#### INSTRUCTIONS FOR THE TASK
The records follow. Retype them without a single change.

*** Begin section ***

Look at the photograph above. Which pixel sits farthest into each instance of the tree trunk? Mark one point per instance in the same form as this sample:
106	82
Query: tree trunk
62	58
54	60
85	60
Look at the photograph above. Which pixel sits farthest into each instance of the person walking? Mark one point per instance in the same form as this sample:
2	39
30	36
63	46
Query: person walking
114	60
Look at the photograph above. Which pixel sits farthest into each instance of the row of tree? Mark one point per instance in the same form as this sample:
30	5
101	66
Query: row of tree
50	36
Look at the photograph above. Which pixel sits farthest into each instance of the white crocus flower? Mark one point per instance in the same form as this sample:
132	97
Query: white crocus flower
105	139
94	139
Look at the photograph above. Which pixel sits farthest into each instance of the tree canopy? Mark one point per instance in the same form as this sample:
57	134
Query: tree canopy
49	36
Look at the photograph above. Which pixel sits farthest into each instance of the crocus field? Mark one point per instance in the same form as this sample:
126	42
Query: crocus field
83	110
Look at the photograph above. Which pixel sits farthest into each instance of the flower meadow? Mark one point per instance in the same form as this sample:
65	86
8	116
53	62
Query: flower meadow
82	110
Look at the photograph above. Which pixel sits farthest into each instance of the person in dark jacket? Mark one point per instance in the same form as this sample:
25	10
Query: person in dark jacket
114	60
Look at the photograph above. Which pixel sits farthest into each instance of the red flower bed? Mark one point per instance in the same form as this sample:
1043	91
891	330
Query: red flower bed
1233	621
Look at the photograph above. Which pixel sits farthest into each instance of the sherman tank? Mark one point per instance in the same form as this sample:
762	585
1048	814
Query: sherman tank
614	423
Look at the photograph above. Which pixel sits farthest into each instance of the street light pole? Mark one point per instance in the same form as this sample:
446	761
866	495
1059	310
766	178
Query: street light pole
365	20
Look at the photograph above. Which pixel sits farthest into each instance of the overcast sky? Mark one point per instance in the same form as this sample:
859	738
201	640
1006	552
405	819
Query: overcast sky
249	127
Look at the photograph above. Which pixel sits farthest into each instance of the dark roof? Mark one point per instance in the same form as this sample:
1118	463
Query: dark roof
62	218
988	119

*** End section ***

#### FINAL ANSWER
Look at the photograph above. Which pixel sits farthest into each instance of the tree trunk? Mark one point per instance in the same form as this sample:
106	82
Query: tree trunk
62	58
54	60
85	60
Look at the photograph above. Which pixel sits farthest into each instance of the person walking? Mark one point per instance in the same form as this sample:
2	39
30	36
63	46
Query: person walking
114	60
Look at the photograph above. Which pixel sits farthest into each instance of the row of tree? Mark one point per instance in the same form as this sample:
30	5
101	66
Query: row of tree
50	36
Look at the photograph above. Which pixel sits farthest into each instance of the white crocus flower? Mark one point per instance in the same form as this sample:
132	97
Query: white crocus flower
105	139
94	139
Look at the photograph above. Which pixel sits farthest into each instance of the tree canopy? Mark one point per instance in the same form as this sample:
57	134
Query: tree canopy
49	36
Look at the photograph above. Which pixel sits farthest into each instance of the crocus field? Mark one point per instance in the same form as this sample:
126	42
Query: crocus field
83	110
Look at the photograph above. Which pixel sits farthest into each instance of the flower meadow? Mark one point per instance in the same form as this sample:
65	86
8	116
53	62
Query: flower meadow
82	110
Look at the photograph above. Which pixel sits farthest into each instance of the person in dark jacket? Mark one point per instance in the same form as this sample:
25	10
Query: person in dark jacket
114	60
Look at the photograph above. Which pixel sits farthest into each instance of the red flower bed? Mark one point per instance in the same form as this sample:
1043	91
891	330
Query: red flower bed
1233	621
Look at the photograph above. Which pixel sits farthest into each instance of the sherman tank? Mark one point per instance in the same form as this sample:
762	585
1048	814
Query: sherman tank
614	423
Look at the photograph above. Which pixel sits farthest into each instance of the street light pole? Mark one point per instance in the same form as this sample:
446	761
866	495
1059	310
766	178
Query: street light pole
365	20
Look at the photograph above. Which pixel sits farthest into each instance of the overcast sky? Mark one point per instance in the same form as this sample:
859	738
201	640
1006	552
405	819
Query: overcast sky
249	127
Look at the photograph above. Which pixel sits farthest into each instance of the dark roof? Mark one point per instance in the same form as this sample:
1118	463
Query: dark roof
62	218
988	119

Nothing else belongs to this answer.